By Richard Roshon, Lecturer, Author, Kayak Entrepreneur Established 1975
Our World's Oceans - Out of sight - Out of mind
The world is a sort of living being, with a predetermined age. We are the children of this great mother earth. We suckle her breast to partake of the food she produces. She also nurtures us through the circulating currents of oxygen, the sunshine, and the water of her atmosphere. Just as we go through youth, middle age, old age, death, and reincarnation, so also does the mother earth. There is the young mother earth, the middle-aged mother earth, and the old-aged mother earth. The earth "dies" through partial dissolution, then reincarnates again to give human beings new life, new strength, a new habitat in which to work out their karma.
----------
- **WHAT IS BEING ASKED**
Go on with the oceans essay, starting after its last sentence. The lines that come next have no connection to the oceans essay.

- **PROVIDED MATERIAL**
----------
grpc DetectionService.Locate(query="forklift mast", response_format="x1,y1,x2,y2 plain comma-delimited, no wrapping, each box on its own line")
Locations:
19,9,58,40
----------
- **EXERCISE RESPONSE**
Paramahansa Yogananda
In 1947
Thor Heyerdal and crew sailed from Peru to the island of Raroia in the
Tuamotu Islands in a Balsa Raft. Covering 4,300 miles in 101 days he writes,
"On this ocean, where I encountered few signs of life, the traces
of my fellow man were none-the-less very much in evidence. Pollution was
visible everywhere. Plastic bags, Styrofoam, packing etc. We seem to believe
the ocean is endless, but we use it like a sewer".
In
1991 Gerald D/Aboville rowed across the Pacific Ocean from Japan to Washington
State. He writes, "Every twenty minutes or so I would come upon some
sort of debris, which, considering my limited horizon, suggests the magnitude
of the problem.
In
1989 I crewed on a sailboat from the Philippines north along the coast
of Japan. Several hundred miles from anywhere we sailed through miles
of driftnets. It was estimated that over 40,000 miles of drift net were
being laid each and every day in the North Pacific, enough net to stretch
from San Francisco to Tokyo 6-8 times.
On
another voyage in 1993 from Maui to Seattle, 1000 miles from the West
Coast we sailed for three hours through nothing but plastic.
Over
30 years of circumnavigating the Hawaiian Islands by Ocean Kayak man has
left his footprints everywhere.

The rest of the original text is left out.